▸ DATA SUPPLIED
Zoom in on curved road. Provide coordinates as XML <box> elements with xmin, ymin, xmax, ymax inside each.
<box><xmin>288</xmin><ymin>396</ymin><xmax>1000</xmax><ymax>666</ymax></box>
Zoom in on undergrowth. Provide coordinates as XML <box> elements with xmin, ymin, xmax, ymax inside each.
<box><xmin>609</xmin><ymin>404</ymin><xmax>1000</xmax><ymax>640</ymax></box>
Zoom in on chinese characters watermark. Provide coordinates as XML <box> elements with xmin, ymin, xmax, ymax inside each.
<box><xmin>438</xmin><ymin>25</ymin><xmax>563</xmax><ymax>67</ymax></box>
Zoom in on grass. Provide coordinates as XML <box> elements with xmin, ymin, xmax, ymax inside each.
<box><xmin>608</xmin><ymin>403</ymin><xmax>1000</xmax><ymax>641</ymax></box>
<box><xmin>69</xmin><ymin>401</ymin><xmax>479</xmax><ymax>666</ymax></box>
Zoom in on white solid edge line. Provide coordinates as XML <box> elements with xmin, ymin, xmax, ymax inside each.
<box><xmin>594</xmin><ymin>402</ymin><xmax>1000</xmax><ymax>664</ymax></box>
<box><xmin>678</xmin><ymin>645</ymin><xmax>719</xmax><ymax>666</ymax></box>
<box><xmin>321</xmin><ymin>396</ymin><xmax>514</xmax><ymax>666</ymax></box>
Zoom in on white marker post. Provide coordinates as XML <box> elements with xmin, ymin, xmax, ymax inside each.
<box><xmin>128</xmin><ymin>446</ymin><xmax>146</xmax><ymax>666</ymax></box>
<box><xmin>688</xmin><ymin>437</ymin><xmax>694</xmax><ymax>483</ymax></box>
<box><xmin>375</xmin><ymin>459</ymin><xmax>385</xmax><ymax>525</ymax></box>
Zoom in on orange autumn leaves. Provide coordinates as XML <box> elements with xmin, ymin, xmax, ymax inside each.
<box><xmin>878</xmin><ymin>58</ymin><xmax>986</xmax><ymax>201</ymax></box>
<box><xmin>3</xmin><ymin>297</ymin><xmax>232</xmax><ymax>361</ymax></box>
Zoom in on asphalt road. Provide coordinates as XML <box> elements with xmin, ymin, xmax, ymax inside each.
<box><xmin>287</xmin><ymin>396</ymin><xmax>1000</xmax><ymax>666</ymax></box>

▸ TASK DESCRIPTION
Render every line of the rows above as a Markdown table with the columns No. and Line, numbering each line in order and leaving out blank lines.

▸ CORRECT ANSWER
| No. | Line |
|---|---|
| 1 | Zoom in on curved road. Provide coordinates as XML <box> elements with xmin, ymin, xmax, ymax inside each. |
| 2 | <box><xmin>288</xmin><ymin>396</ymin><xmax>1000</xmax><ymax>666</ymax></box> |
| 3 | Zoom in on undergrowth. Provide coordinates as XML <box> elements with xmin, ymin, xmax, ymax inside each. |
| 4 | <box><xmin>609</xmin><ymin>404</ymin><xmax>1000</xmax><ymax>640</ymax></box> |
| 5 | Zoom in on chinese characters watermark. Provide coordinates as XML <box> elements with xmin, ymin, xmax, ymax inside each. |
| 6 | <box><xmin>438</xmin><ymin>25</ymin><xmax>563</xmax><ymax>67</ymax></box> |
| 7 | Zoom in on grass. Provide coordinates as XML <box> elements with xmin, ymin, xmax, ymax inside each. |
| 8 | <box><xmin>608</xmin><ymin>403</ymin><xmax>1000</xmax><ymax>641</ymax></box> |
| 9 | <box><xmin>69</xmin><ymin>401</ymin><xmax>479</xmax><ymax>666</ymax></box> |
| 10 | Zoom in on white solid edge line. Provide coordinates as XML <box> elements with xmin, ymin, xmax, ymax inside each. |
| 11 | <box><xmin>594</xmin><ymin>402</ymin><xmax>1000</xmax><ymax>664</ymax></box> |
| 12 | <box><xmin>678</xmin><ymin>645</ymin><xmax>719</xmax><ymax>666</ymax></box> |
| 13 | <box><xmin>321</xmin><ymin>396</ymin><xmax>514</xmax><ymax>666</ymax></box> |
| 14 | Zoom in on white marker post. Provide coordinates as XML <box> elements with xmin, ymin, xmax, ymax inside each. |
| 15 | <box><xmin>128</xmin><ymin>446</ymin><xmax>146</xmax><ymax>666</ymax></box> |
| 16 | <box><xmin>688</xmin><ymin>437</ymin><xmax>694</xmax><ymax>483</ymax></box> |
| 17 | <box><xmin>375</xmin><ymin>459</ymin><xmax>385</xmax><ymax>525</ymax></box> |
| 18 | Zoom in on orange autumn leaves. Provide coordinates as XML <box> elements with xmin, ymin, xmax, ymax inside each. |
| 19 | <box><xmin>878</xmin><ymin>58</ymin><xmax>986</xmax><ymax>201</ymax></box> |
| 20 | <box><xmin>3</xmin><ymin>297</ymin><xmax>232</xmax><ymax>361</ymax></box> |
| 21 | Zoom in on asphalt road. Provide coordinates as XML <box> elements with xmin, ymin, xmax, ymax inside each. |
| 22 | <box><xmin>287</xmin><ymin>396</ymin><xmax>1000</xmax><ymax>666</ymax></box> |